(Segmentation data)
+++++
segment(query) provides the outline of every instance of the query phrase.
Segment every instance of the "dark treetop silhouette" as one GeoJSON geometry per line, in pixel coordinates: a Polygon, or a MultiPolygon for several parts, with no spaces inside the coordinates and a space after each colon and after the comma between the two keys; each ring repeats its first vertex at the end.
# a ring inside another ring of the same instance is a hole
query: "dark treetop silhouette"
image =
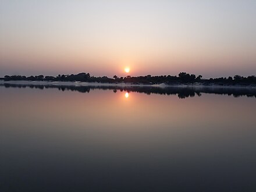
{"type": "Polygon", "coordinates": [[[255,85],[256,84],[256,76],[249,76],[244,77],[236,75],[233,77],[210,78],[203,79],[201,75],[196,76],[194,74],[190,74],[185,72],[181,72],[177,76],[163,75],[152,76],[150,74],[145,76],[119,77],[115,75],[113,78],[106,76],[94,77],[91,76],[88,73],[81,73],[77,74],[59,74],[56,77],[45,76],[39,75],[35,76],[26,77],[24,76],[8,76],[3,78],[5,81],[9,80],[29,80],[29,81],[83,81],[83,82],[98,82],[98,83],[129,83],[132,84],[179,84],[200,83],[203,84],[217,84],[218,85],[255,85]]]}

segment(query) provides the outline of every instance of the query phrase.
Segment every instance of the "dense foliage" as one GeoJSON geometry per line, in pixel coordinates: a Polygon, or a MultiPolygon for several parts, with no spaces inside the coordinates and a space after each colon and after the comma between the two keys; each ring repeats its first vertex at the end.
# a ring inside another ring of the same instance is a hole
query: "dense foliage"
{"type": "Polygon", "coordinates": [[[151,76],[150,74],[145,76],[119,77],[115,75],[113,78],[106,76],[94,77],[91,76],[89,73],[81,73],[77,74],[59,74],[56,77],[45,76],[39,75],[26,77],[24,76],[5,76],[4,80],[30,80],[30,81],[83,81],[83,82],[99,82],[99,83],[130,83],[133,84],[161,84],[166,83],[218,83],[218,84],[255,84],[256,76],[249,76],[244,77],[236,75],[233,77],[229,77],[221,78],[211,78],[203,79],[201,75],[196,76],[194,74],[181,72],[177,76],[164,75],[151,76]]]}

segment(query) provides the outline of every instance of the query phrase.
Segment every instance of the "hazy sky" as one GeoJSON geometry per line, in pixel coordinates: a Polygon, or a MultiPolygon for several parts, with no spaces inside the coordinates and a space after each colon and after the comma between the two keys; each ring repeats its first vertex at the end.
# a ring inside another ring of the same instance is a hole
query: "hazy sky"
{"type": "Polygon", "coordinates": [[[256,1],[0,0],[0,76],[256,74],[256,1]]]}

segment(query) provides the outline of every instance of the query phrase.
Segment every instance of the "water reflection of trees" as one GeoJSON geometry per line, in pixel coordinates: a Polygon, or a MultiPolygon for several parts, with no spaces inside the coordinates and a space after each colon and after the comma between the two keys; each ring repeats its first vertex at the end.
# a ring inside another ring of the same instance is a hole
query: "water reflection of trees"
{"type": "Polygon", "coordinates": [[[37,84],[17,84],[4,83],[1,86],[8,87],[30,88],[43,90],[44,88],[58,88],[60,91],[79,91],[89,93],[91,90],[112,90],[116,93],[118,91],[137,92],[148,95],[157,94],[160,95],[177,95],[180,98],[193,97],[195,95],[201,96],[202,93],[215,94],[221,95],[233,95],[234,97],[247,96],[256,98],[256,89],[250,88],[235,87],[154,87],[129,85],[37,85],[37,84]]]}

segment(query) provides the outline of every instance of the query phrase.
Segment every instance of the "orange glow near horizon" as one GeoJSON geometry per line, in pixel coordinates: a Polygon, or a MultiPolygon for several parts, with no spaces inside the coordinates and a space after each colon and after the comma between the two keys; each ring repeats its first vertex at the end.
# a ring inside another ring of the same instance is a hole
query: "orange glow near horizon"
{"type": "Polygon", "coordinates": [[[129,67],[125,67],[125,72],[127,73],[128,73],[129,72],[130,72],[130,68],[129,67]]]}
+++++
> [WRITTEN INSTRUCTION] Pull out every line in the entries above that contains the string "orange". The match is case-sensitive.

> [RESPONSE TO THIS EXERCISE]
Segment every instance of the "orange glow near horizon" as one GeoJSON geometry per line, in pixel coordinates: a Polygon, or a MultiPolygon for several parts, with no spaces inside the coordinates and a space after each colon and after the comma between the two keys; each ring repeats its first vertex at the end.
query: "orange glow near horizon"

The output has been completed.